» **What the task asks**:
Recast the material as a Markdown table with the columns Row and Text, starting with the line that contains "in black lace" and going on through the line that contains "569;155;765;654". Number each line in Row, skip blank lines, and leave any pictures out of the table.

=== Recorded data ===

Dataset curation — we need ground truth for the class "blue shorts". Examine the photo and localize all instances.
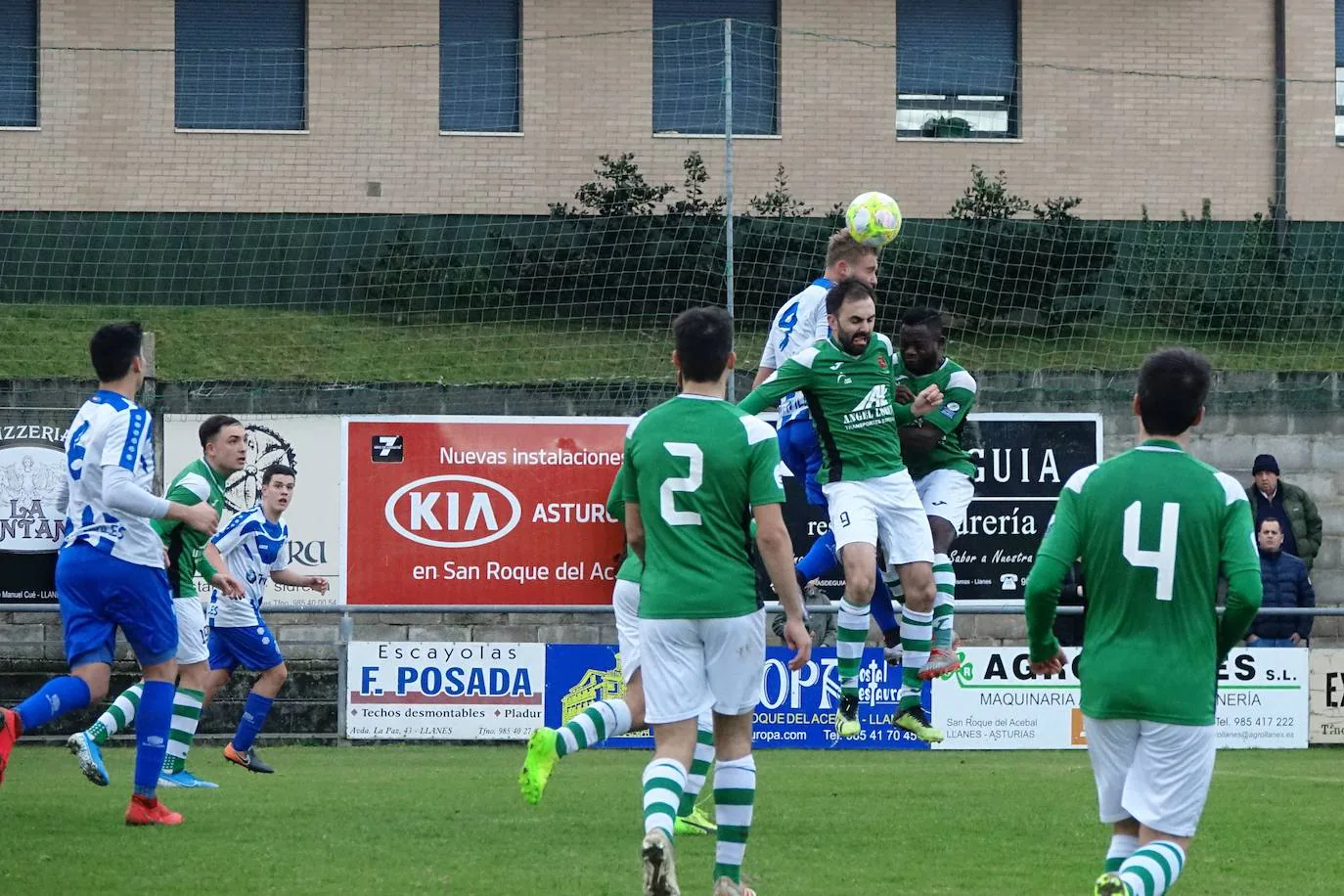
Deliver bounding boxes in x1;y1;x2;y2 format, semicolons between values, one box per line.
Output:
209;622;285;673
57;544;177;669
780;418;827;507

===
=== Recorded data ===

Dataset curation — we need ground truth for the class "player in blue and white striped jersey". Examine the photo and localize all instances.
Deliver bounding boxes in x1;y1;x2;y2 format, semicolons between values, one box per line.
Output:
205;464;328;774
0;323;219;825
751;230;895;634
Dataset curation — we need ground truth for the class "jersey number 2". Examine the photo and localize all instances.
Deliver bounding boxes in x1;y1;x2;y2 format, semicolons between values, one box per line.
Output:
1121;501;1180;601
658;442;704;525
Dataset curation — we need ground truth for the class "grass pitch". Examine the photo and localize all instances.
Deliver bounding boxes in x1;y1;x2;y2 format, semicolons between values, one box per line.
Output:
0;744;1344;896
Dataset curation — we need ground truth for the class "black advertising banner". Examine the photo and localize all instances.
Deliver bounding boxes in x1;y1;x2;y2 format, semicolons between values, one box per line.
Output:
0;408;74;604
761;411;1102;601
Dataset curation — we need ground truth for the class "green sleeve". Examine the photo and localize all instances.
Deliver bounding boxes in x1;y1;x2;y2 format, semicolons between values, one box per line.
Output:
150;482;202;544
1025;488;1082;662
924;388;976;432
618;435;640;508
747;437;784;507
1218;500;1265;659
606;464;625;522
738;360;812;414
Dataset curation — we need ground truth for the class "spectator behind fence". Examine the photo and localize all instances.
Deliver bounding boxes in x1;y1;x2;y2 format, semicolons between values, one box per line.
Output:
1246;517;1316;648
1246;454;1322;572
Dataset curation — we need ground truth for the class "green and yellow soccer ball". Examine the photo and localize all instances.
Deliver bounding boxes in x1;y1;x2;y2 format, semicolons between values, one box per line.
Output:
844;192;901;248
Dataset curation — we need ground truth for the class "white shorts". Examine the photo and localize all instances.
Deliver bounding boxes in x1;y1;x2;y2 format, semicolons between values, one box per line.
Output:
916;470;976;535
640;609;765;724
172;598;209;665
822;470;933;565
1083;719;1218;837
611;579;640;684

===
=== Recorded data ===

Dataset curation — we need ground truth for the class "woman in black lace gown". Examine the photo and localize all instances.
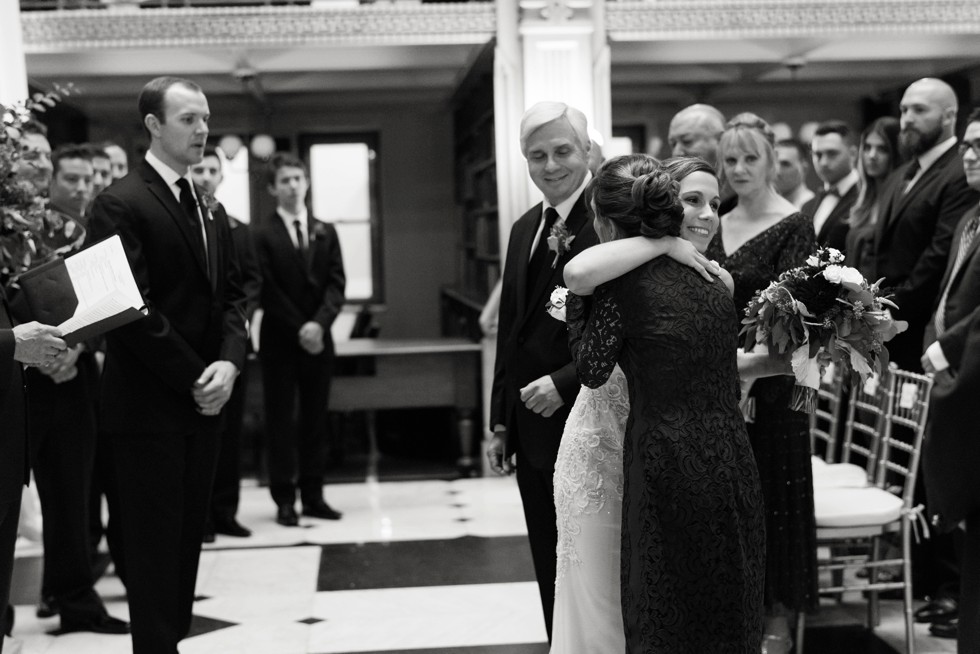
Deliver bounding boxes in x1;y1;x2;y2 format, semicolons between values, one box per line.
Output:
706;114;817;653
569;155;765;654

===

» **Exercise answer**:
| Row | Text |
|---|---|
| 1 | Dataset curation — we need ground truth for the class "woman in black lace gown". Examine the photo and localize all instances. |
| 2 | Deliver bounding boxes in x1;y1;x2;y2 format, semicolons between values, one box per line. |
| 3 | Output: |
| 4 | 706;114;817;653 |
| 5 | 569;155;765;654 |